The average length of stay for LAAC was 4.6 days in the pre-FDA approval era of WATCHMAN.⁸ Currently, standard practice post-procedure typically involves monitoring patients overnight and discharging the following day.¹⁰ According to a recent study utilizing the National Inpatient Sample database, the median length of stay is 1 day.¹⁰ At present, SDD has been used for other cardiac procedures, including elective percutaneous coronary intervention,¹⁸ radiofrequency catheter ablation,¹⁹ and patent foramen ovale closure without increased risk of complications compared with overnight monitoring.²⁰ With increasing experience, elective LAAC should be included among these procedures. SDD in uncomplicated elective LAAC can reduce the length of stay, thereby improving resource utilization and reducing overall health care costs. The average cost savings have been estimated at $2500 per patient,²¹ which should translate into better use of hospital resources. Furthermore, SDD may improve patient satisfaction, as shown in previous literature on elective percutaneous coronary intervention.²²

Limitations

The main limitation of this study is its observational nature with several inherent limitations, including risk for selection bias, confounding bias, and the inability to attribute causation. However, the inherent selection bias associated with SDD patients reinforces that the operator and patient/family are appropriately selecting those who may be suitable for SDD.

◆ **Task requirements**:
- a) In the passage on same-day discharge, what median length of stay does the National Inpatient Sample study report?
- b) List every other cardiac procedure that the passage on same-day discharge says has already used same-day discharge.
- c) According to the passage on same-day discharge, why do the authors treat the selection bias among same-day discharge patients as a positive sign rather than only a weakness?

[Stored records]
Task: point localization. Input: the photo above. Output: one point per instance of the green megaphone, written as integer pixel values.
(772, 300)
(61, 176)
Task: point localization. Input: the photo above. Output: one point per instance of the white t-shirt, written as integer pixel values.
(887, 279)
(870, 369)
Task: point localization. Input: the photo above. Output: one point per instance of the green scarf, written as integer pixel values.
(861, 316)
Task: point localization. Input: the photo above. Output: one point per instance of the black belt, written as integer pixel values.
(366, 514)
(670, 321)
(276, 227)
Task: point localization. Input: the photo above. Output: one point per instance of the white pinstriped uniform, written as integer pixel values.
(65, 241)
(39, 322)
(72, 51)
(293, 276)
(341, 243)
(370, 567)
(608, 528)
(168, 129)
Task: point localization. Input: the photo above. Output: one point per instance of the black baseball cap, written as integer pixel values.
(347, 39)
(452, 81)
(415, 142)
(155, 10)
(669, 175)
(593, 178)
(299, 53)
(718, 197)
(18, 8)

◆ **Task-by-task outputs**:
- a) The median length of stay is 1 day.

- b)
- Elective percutaneous coronary intervention
- Radiofrequency catheter ablation
- Patent foramen ovale closure

- c) The bias shows that the operator and the patient or family are choosing appropriately which patients may be suitable for same-day discharge.